Death of a Bookshop

 

I came to London when I was 19. I got a job in a shoe shop. Each time a customer asked for a specific shoe we were taught to bring out of thenail stockroom not only the shoe requested, but two other options. I hated working in the shoe shop and of course didn’t realize that I had been taught a lesson for life.

 

A few days before Christmas I walked into four bookshops. I was looking for Little Birds by Anais Nin and Selected Poems by Emily Dickinson. Hardly obscure titles. None of them had either. Indeed none of them had any books by either writer. Fair enough, I thought, it’s just before Christmas and perhaps Nin and Dickinson had sold out. I could have forgiven all four shops for not stocking those writers. But what I did not forgive them was the service – or rather lack of service they offered.

 

None of the booksellers suggested a similar choice of topic or writer. They simply said “sorry don’t have it” and turned away. So I walked out, went home and ordered on amazon. Their loss, my gain, as I saved a few quit. But I really would have liked to spend my money in a bookshop. And if anyone would have bothered to talk to me they definitely could have persuaded me to buy other books.

##########

**EXERCISE DETAILS:** Reproduce the bookshop piece word for word between "Death of a Bookshop" and "lesson for life.", inclusive.

**RECORDS:**
##########

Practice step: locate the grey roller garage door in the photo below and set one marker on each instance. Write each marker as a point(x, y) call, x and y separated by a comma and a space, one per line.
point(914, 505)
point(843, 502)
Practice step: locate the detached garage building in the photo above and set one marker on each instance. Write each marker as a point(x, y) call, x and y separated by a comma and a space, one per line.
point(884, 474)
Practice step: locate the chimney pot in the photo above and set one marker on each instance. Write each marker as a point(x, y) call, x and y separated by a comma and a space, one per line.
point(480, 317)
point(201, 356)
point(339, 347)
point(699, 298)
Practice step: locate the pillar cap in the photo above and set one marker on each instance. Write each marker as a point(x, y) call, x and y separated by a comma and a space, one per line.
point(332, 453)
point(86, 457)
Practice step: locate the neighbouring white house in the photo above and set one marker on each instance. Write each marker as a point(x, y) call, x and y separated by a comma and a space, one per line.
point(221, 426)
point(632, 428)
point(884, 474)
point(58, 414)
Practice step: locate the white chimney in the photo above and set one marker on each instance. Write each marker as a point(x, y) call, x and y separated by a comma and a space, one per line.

##########

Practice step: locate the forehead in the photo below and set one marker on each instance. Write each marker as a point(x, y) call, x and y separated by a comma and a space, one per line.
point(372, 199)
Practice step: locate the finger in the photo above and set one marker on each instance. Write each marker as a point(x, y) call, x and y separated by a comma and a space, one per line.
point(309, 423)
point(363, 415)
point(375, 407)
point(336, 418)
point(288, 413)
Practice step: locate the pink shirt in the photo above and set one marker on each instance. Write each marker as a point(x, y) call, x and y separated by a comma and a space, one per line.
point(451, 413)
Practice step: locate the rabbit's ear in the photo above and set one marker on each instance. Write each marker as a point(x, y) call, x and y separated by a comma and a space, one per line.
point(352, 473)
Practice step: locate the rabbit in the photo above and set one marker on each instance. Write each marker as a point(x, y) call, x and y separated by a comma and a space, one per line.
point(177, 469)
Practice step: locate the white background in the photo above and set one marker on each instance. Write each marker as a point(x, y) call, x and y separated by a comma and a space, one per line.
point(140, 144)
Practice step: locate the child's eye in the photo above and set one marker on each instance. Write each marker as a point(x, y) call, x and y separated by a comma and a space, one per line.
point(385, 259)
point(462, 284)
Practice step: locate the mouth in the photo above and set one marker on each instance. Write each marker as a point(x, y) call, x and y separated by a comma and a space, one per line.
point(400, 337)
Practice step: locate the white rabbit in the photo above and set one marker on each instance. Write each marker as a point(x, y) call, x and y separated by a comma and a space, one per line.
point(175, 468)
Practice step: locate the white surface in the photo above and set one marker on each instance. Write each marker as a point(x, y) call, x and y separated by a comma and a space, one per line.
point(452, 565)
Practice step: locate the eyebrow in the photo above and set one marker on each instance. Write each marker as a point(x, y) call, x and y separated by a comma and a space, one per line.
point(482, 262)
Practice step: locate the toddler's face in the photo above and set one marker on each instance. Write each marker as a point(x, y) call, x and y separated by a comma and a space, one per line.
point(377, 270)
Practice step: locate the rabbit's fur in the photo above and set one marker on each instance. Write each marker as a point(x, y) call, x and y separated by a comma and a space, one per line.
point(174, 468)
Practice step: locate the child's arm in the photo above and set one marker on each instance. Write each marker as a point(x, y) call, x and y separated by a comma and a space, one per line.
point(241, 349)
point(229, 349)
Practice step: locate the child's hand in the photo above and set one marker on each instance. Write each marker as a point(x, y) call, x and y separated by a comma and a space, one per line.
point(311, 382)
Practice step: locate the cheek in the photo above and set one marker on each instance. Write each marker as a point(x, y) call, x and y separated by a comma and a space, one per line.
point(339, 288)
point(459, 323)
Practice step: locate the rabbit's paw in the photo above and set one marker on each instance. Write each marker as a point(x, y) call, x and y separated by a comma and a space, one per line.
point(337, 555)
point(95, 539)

##########

**FINISHED EXERCISE:**
Death of a Bookshop

 

I came to London when I was 19. I got a job in a shoe shop. Each time a customer asked for a specific shoe we were taught to bring out of thenail stockroom not only the shoe requested, but two other options. I hated working in the shoe shop and of course didn’t realize that I had been taught a lesson for life.